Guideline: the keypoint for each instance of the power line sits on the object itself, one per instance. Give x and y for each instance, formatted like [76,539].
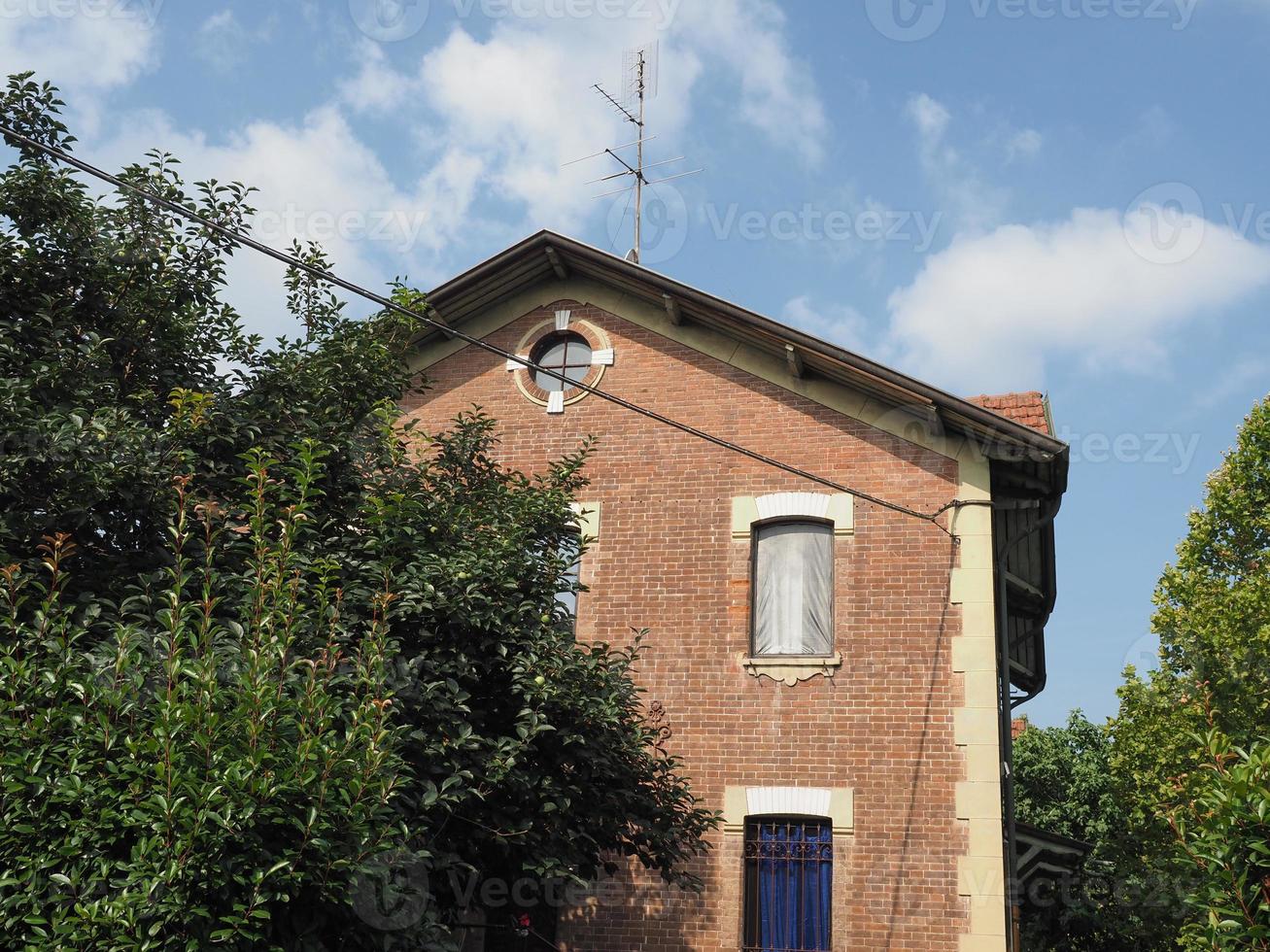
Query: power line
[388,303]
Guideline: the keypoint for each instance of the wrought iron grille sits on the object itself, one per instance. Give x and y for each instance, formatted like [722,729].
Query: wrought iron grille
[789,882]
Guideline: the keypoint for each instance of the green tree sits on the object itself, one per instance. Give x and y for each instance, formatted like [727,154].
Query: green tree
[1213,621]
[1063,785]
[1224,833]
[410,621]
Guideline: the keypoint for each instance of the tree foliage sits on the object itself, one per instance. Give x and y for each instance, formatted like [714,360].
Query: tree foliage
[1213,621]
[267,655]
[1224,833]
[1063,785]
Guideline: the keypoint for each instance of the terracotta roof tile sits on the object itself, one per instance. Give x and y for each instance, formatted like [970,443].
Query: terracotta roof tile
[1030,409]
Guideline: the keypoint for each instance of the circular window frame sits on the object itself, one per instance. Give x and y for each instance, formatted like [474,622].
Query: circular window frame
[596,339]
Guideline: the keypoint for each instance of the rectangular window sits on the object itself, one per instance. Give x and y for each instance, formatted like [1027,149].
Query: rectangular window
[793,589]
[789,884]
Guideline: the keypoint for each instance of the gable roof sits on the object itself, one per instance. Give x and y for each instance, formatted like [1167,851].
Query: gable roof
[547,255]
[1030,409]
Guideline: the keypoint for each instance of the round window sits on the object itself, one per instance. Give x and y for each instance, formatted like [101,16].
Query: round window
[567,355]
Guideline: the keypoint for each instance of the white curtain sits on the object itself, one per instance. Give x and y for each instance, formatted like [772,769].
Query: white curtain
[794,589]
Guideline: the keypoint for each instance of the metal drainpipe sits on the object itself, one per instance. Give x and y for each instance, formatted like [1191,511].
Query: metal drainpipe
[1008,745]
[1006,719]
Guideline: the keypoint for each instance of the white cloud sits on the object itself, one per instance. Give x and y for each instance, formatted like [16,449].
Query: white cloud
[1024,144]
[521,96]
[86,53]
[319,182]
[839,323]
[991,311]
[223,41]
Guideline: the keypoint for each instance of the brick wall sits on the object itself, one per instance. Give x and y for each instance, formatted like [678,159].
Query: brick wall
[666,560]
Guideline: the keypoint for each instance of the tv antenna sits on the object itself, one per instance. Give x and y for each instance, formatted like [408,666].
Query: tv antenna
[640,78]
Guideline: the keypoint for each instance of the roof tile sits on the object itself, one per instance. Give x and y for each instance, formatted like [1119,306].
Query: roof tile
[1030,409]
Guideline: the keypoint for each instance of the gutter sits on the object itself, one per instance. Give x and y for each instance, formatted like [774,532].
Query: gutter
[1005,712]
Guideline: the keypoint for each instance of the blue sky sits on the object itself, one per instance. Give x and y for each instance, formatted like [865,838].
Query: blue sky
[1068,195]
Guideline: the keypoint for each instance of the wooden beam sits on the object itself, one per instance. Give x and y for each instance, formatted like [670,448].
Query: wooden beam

» SHORT PROBLEM: Could you give again exactly the lines from the line containing "Guideline: the keypoint for each instance of the roof" through the final line of the data above, and no others?

» OUTPUT FOR THIS EXERCISE:
Guideline: the keypoint for each instance of the roof tile sits on the object itself, one per instance. Give x and y for each instance, formatted like [1119,306].
Query: roof tile
[1030,409]
Guideline: the keypoint for each instance of the gutter sits on the object itself, one per instance. Give x and y for each instance, formatted like [774,532].
Query: gutter
[1005,712]
Guideline: the keypoint for each instance of the blue sky sits on the object itself, one per instance. Give x and y for each instance, formatted like [865,838].
Query: blue sky
[1068,195]
Guideline: the keypoint for each instance of the wooden beam sits on the object itself, one per instance. Give x and y for each instance, formatted like [670,448].
Query: wooden beam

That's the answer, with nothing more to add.